→ Data extract
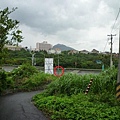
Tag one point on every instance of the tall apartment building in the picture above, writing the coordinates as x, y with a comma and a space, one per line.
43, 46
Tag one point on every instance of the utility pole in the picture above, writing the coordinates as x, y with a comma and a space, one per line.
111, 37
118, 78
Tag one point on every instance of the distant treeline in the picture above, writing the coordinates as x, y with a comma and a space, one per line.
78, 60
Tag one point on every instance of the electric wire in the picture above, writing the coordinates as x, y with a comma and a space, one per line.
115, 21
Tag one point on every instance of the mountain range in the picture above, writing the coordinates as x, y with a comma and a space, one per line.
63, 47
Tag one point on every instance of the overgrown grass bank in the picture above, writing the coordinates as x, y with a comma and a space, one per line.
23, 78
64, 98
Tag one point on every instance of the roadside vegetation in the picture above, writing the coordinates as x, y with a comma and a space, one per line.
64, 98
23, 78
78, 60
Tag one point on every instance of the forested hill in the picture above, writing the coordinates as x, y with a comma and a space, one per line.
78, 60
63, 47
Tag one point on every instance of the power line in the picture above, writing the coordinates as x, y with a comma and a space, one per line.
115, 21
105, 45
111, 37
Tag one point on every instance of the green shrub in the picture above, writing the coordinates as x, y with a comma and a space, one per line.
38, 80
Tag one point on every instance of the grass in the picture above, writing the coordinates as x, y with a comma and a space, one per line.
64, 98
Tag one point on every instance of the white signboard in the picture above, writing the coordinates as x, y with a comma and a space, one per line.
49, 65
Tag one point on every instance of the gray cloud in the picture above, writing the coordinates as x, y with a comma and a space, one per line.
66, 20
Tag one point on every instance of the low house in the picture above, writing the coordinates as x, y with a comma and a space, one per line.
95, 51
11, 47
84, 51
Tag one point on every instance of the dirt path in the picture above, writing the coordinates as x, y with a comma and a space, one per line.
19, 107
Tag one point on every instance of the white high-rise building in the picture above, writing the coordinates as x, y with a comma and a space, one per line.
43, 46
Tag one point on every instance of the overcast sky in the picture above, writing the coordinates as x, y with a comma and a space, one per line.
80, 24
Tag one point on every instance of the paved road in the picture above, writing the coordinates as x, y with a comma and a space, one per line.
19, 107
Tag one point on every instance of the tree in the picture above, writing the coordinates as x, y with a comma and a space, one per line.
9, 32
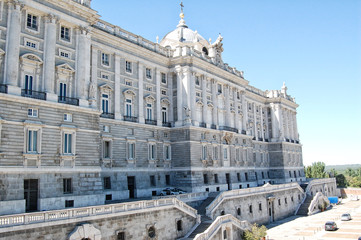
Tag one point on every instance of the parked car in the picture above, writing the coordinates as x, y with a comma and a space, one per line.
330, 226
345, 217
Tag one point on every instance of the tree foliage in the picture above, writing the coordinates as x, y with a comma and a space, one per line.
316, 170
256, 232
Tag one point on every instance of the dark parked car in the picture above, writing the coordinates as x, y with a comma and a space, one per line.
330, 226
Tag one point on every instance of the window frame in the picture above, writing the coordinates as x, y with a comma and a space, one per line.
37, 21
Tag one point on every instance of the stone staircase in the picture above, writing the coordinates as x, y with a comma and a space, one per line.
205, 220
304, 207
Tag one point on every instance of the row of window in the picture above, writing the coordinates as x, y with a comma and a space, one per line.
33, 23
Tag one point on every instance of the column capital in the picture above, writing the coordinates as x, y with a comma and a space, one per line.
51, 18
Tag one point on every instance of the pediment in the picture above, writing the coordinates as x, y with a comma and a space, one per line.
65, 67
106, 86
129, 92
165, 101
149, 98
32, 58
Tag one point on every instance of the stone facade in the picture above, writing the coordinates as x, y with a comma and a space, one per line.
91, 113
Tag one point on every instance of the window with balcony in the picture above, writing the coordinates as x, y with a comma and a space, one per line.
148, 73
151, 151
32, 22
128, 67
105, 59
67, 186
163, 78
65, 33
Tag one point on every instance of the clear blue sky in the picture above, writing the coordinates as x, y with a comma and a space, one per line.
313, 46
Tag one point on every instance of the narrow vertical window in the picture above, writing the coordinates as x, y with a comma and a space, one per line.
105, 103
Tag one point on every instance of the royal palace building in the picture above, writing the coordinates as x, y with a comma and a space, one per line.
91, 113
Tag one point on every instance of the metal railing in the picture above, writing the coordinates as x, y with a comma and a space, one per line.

→ Instructions to follow
Reproduce all of the items above, replacing "Tag one point" with "Mark one point" and changing nothing else. Leave out the pictures.

→ Task response
Mark one point on every instance of the tall apartment building in the picture above, writing the coordinates as x, y with a comma and a space, one per line.
43, 46
Mark one point on every instance of the utility pole in the picture above, writing the coordinates as x, y with a comma and a space, one per line.
111, 37
118, 78
Mark one point on every instance of the distant treeline in the picture above, writing the coordinates as x, y with a comma and a space, one per line.
78, 60
Mark one point on every instance of the electric wire in the picture above, writing the coordinates as x, y with a comma and a space, one per line.
115, 21
Mark one point on every instance of the mountain range in the picture above, writing the coordinates as x, y with a comma and a space, one per line.
63, 47
Mark one point on every instance of the overgrown grass bank in the picture above, writing the coordinates as x, y with a comma and a space, one per line.
23, 78
64, 98
Mark one point on every instance of the roadside vegetation in the picture above, writing the coordinates as x, y with a comma and a space, one per line.
64, 98
23, 78
78, 60
Mark one point on every instance of the forested hill in the picture above, writing the coordinates as x, y with a comma and a space, one per line.
78, 60
63, 47
Mark one point on every instance of the power line in the picture above, writing the coordinates as x, y with a comma and a space, one per line.
115, 21
105, 45
111, 37
Mark one point on every instance of the green shrub in the picture above, writing the coordinates as x, y with a comma and a space, one per line.
38, 80
Mark one point on every instance of the grass in the picture above, writing the coordinates as x, y with a comma and a space, one per line.
64, 98
Mark one point on every instance of the white signboard in the picture above, writing the coordinates as x, y with a comma and a space, one per line.
49, 65
Mark one point on every instance of the gray cloud in the picture above, writing the coordinates as x, y with a comma and a space, one per line.
66, 20
Mark one point on every instance of the low house in the picture above, writing the coordinates as x, y with a comma and a space, one per line.
95, 51
11, 47
84, 51
Mark one point on every instance of the dirt path in the picture above, writing the coordinates as x, y with a comma and a space, one per line.
19, 107
Mark one point on every instance of the white high-rise building in the picture above, writing the coordinates as x, y with a comma and a space, one per line.
43, 46
Mark one point on every instance of the overcast sky in the picture above, writing the coordinates as x, y with a comma and a space, one per line.
80, 24
Mark one point on every instance of the paved road in the picture above, writing the coordinates as x, y with a comma and a space, one per line.
19, 107
Mark one point on every instance of the tree in the picture above, writing the coordinates as x, y with a comma and a space, one per line.
9, 32
Mark one point on every instance of the parked car in the picture above, writing the coordinates as x, y with a comma and a space, one per line.
330, 226
345, 217
Mark one point on every instance of the tree foliage in the picture above, writing the coordinates as x, y with a comma and a space, one per line.
316, 170
256, 232
Mark one point on every instance of the dark parked car in the picture above, writing the coordinates as x, y with a comma and a space, one per line.
330, 226
Mark one point on every instance of the window frame in the picture above, writing the coordinates as x, y with a comma and a space, one per line.
37, 21
Mark one point on every instance of the stone staircase in the picture above, writing the coordinates as x, y with a comma and a space, one per line.
205, 220
304, 207
Mark one point on every instance of the row of window in the picture above, writing the coordinates as x, y with a comma and a space, one per line.
33, 23
Mark one point on every instance of the column capital in the picture above, writing the coordinates as x, y with a comma and a space, one per line.
51, 18
Mark one point on every instance of the pediment in the picture above, writing the coordinates as x, y with a comma and a space, one per line.
65, 67
106, 86
129, 92
165, 101
149, 98
32, 58
Mark one point on every instance of the stone facade in the picture above, writing the coordinates as x, y with a comma and a space, one per line.
91, 113
Mark one point on every instance of the window with balcony in the picture above, writing the coordinates as x, y with a comma and a space, one per line.
148, 73
151, 151
32, 22
128, 67
105, 59
67, 186
163, 78
65, 33
Mark one point on every instance of the clear blue sky in the picture above, writing the coordinates as x, y with a comma and a space, one per line.
313, 46
Mark one point on every instance of the narrow vertical window in the picture above, writing the coordinates as x, y with a comma and a space, one per line.
105, 103
Mark one point on every instance of the royal palace building in the picture above, writing the coordinates as x, y with a comma and a space, one per line.
91, 113
Mark one point on every instance of the metal railing in the picture above, writing the coordinates as x, y with a comma and a space, one per line.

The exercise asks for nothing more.